## begin Entries
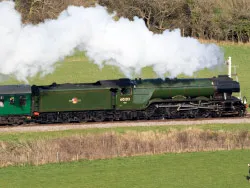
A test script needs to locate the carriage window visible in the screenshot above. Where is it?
[121,88,131,95]
[10,97,15,105]
[0,96,4,108]
[19,96,27,106]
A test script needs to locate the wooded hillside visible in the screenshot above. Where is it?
[10,0,250,42]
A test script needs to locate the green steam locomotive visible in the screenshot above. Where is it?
[0,75,247,125]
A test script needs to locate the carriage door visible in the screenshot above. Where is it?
[118,87,133,109]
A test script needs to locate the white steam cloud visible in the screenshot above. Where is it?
[0,1,224,80]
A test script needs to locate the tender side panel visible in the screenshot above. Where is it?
[0,94,31,116]
[38,88,112,112]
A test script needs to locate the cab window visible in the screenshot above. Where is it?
[19,96,27,106]
[0,96,4,108]
[121,88,131,95]
[10,97,15,105]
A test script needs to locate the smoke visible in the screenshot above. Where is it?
[0,1,224,80]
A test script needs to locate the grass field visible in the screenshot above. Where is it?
[0,124,250,142]
[0,150,250,188]
[4,44,250,103]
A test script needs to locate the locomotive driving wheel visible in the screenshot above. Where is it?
[92,112,105,122]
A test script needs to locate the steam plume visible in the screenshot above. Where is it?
[0,1,223,80]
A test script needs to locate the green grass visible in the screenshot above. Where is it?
[0,150,250,188]
[0,124,250,142]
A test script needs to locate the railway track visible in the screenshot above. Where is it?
[0,113,250,133]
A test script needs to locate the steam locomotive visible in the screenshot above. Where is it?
[0,75,247,125]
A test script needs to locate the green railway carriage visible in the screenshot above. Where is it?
[34,84,112,112]
[0,85,32,124]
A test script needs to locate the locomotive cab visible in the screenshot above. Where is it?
[0,85,31,124]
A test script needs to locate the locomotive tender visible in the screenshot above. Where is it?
[0,75,246,125]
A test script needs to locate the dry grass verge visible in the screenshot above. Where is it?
[0,129,250,167]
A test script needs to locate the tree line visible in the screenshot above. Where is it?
## end Entries
Shift every bounding-box coordinate in the entries above by adding 39 to each number. Begin at the start of the entries, stop after the line containing "[4,44,250,103]", reproduce every line in that span with its wording unchanged, and leave the pictures out.

*Exercise output*.
A test script needs to locate the carriage window visible in the screenshot above. Where is it?
[160,127,170,134]
[49,136,54,144]
[39,135,43,147]
[58,135,66,145]
A test script needs to locate the wooded hillside visible in the screenshot above. Where is it?
[49,39,289,81]
A test script needs to locate the green steam locomotive visible in the screenshot above. Where is it?
[39,114,286,164]
A test script needs to locate the carriage door visible in the screenshot above. Where is it?
[157,126,172,148]
A test script needs to locate the white steam cloud visible in the screenshot above. Where is it?
[39,40,263,119]
A test script needs to locate the tender side panel visible in the screenshot above. Where is it?
[39,133,70,155]
[77,127,151,151]
A test script needs to locate the cab window visible in the screenshot above. Where is it?
[58,135,66,145]
[39,135,43,147]
[160,127,170,134]
[49,136,54,144]
A test script needs to locate the smoke visible in the screenshot above. Where is it?
[39,40,263,119]
A test script needs to locate the grass field visible in the screenshot above. Where is it?
[39,163,289,181]
[39,189,289,227]
[43,83,289,142]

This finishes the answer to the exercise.